▶ Record set

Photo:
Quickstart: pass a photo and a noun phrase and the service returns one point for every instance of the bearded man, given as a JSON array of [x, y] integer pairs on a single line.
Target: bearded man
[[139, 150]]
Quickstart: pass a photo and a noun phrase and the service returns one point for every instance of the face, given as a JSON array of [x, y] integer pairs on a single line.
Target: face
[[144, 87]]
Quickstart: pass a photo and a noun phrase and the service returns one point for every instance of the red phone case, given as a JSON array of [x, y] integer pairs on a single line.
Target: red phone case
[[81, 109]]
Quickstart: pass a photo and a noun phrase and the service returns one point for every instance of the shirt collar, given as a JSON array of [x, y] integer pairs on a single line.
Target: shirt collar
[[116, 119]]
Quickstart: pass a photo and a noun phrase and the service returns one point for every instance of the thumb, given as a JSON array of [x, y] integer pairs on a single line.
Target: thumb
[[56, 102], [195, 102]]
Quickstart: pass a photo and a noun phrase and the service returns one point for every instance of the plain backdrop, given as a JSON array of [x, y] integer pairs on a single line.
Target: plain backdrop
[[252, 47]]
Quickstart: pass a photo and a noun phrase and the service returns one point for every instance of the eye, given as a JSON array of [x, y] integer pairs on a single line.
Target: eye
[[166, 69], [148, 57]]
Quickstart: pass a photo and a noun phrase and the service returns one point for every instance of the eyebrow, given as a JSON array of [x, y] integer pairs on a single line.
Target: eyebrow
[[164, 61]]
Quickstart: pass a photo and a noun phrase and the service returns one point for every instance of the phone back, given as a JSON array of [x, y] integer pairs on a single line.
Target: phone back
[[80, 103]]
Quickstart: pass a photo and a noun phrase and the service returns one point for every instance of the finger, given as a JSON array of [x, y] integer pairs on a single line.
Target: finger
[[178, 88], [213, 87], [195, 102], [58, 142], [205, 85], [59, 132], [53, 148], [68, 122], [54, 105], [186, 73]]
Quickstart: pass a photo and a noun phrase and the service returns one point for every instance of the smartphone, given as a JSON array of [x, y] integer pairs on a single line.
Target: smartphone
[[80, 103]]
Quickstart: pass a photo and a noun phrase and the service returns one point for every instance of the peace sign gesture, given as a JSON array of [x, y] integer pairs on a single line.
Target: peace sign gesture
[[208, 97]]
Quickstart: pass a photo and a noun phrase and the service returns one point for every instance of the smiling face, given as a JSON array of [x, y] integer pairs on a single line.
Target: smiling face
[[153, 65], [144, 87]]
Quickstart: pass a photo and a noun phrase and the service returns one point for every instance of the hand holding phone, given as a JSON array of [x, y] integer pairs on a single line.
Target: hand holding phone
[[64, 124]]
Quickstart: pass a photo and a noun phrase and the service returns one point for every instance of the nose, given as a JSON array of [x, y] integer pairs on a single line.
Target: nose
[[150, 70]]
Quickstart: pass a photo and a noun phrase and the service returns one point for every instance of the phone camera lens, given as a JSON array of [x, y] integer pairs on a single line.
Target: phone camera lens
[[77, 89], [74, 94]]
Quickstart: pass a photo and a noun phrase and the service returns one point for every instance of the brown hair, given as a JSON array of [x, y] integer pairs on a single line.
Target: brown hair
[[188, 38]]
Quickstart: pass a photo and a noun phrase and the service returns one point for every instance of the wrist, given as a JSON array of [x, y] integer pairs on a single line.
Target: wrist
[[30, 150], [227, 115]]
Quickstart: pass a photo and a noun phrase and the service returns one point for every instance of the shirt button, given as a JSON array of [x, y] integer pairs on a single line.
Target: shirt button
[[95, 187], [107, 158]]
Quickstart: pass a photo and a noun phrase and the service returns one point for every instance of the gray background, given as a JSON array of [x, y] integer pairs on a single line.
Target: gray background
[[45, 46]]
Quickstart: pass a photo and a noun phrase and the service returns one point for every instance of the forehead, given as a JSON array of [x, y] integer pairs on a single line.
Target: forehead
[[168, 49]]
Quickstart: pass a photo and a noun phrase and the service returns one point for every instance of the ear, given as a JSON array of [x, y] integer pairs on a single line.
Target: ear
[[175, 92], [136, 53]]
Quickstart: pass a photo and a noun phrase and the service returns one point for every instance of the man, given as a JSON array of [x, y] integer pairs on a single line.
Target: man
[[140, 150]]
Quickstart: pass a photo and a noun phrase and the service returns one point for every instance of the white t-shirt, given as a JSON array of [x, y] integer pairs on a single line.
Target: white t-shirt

▶ Try it
Please retype every entry above exactly as it stands.

▶ Your solution
Photo:
Quickstart: pass a photo and a noun phrase and the service returns one point for every instance of the bearded man, given as a JSON array of [x, y] integer pairs on a single line.
Target: bearded man
[[139, 150]]
Quickstart: pass a photo and a noun phrase and the service returns one point for every instance of the face, given as a JSON array of [x, y] integer pairs on a single line.
Target: face
[[144, 87]]
Quickstart: pass a photo and a noun phrase and the service returns one point for every instance of the red phone case, given as a JSON array of [x, y] integer pairs on a single line.
Target: red phone case
[[81, 109]]
Quickstart: pass a photo and a noun phrase and the service returns one point for every instance of the shirt collar, given as a JSON array of [x, y] integer pairs on a single line.
Target: shirt collar
[[116, 119]]
Quickstart: pass a photo and a noun phrase and the service returns one point for every instance of the thumb, given as a JSON array of [x, y] integer pairs on a single line.
Target: thumb
[[56, 102], [195, 102]]
Quickstart: pass a photo and a noun phrase and the service returns one point for every instance of the plain backdrop, given as a JSON array of [x, y] integer pairs on a single line.
Target: plain backdrop
[[252, 47]]
Quickstart: pass a photo and a noun phrase and the service returns one point for every instance of the eye, given as a JSON array of [x, y] integer pairs on a single line.
Target: eye
[[166, 69], [148, 57]]
Quickstart: pass a photo and a noun phrase and the service returns one point for every instance of the eyebrow, given as a JSON array of [x, y] integer pairs on a single line.
Target: eyebrow
[[164, 61]]
Quickstart: pass a photo and a noun phrase and the service returns one point for every instance of the phone back, given as a JSON array of [x, y] integer pairs on a single line.
Target: phone back
[[80, 103]]
Quickstart: pass a photo and a noun phrase and the service returns one point for every instance of the finger, given as a JSON array of [x, y] integer pairs on a single line.
Target: finger
[[178, 88], [213, 87], [195, 102], [58, 142], [205, 85], [59, 132], [53, 148], [68, 122], [54, 105], [186, 73]]
Quickstart: pass a photo and a noun phrase and the service returns one point for every instance of the smartphone, given as a JSON array of [x, y] integer pairs on a single line.
Target: smartphone
[[80, 103]]
Quickstart: pass a photo and a noun phrase and the service returns one point for every instance of the peace sign gesture, given as a JSON array of [x, y] integer pairs on a single line.
Target: peace sign gesture
[[208, 97]]
Quickstart: pass a photo and a noun phrase and the service returns one point for every instance of the smiling face, given as a JSON array of [x, y] integer pairs on a single line.
Target: smiling face
[[153, 65], [144, 87]]
Quickstart: pass a photo and a noun phrase and the service returns one point for every instance of the hand holding phone, given as a JSON array of [x, y] integer pairs on a single line.
Target: hand holding phone
[[64, 124]]
Quickstart: pass a photo and a noun phrase and the service returns one point for every instance of the nose, given as a JSON array of [x, y] integer pairs on a single line.
Target: nose
[[150, 70]]
Quickstart: pass a photo and a noun phrase and the service returns one point for every instance of the phone camera lens, given as a JSON array of [x, y] integer pairs on a single line.
Target: phone camera lens
[[77, 89], [74, 94]]
Quickstart: pass a photo and a noun phrase and the service returns one point for every instance of the brown hair, given as a JSON array of [x, y] integer pairs on a single line.
Target: brown hair
[[188, 38]]
Quickstart: pass a photo and a noun phrase and the service returns one point for every instance of the wrist, given as a JSON array of [x, y] integer pairs on a single line.
Target: wrist
[[30, 150], [227, 115]]
Quickstart: pass a photo and a noun phrase and the service returns one point for every instance of the shirt button, given as a JSON array of [x, y] integer pairs on a single line.
Target: shirt button
[[95, 187], [107, 158]]
Quickstart: pass a photo and a noun phrase and the service returns one point for every instance of the gray background, given as a JSON array of [x, y] integer pairs on a single line.
Target: gray background
[[45, 46]]
Quickstart: pass a photo and a noun phrase and the service returns one point for every instance of the forehead, given as a JSON array of [x, y] integer pairs on a single line.
Target: forehead
[[168, 49]]
Quickstart: pass a photo and a noun phrase and the service returns one point for every instance of the ear, given as a JSON array of [x, y] integer pairs on a single line.
Target: ear
[[175, 92], [136, 53]]
Quickstart: pass a photo and a noun phrase and the service returns one point for every instance of the man, given as a JSON array of [x, y] integer pairs on a single line.
Target: man
[[140, 150]]
Quickstart: pass a photo and a noun phrase and the service returns one point for every instance of the white t-shirt, given as a JSON array of [x, y] integer pairs on a single line.
Target: white t-shirt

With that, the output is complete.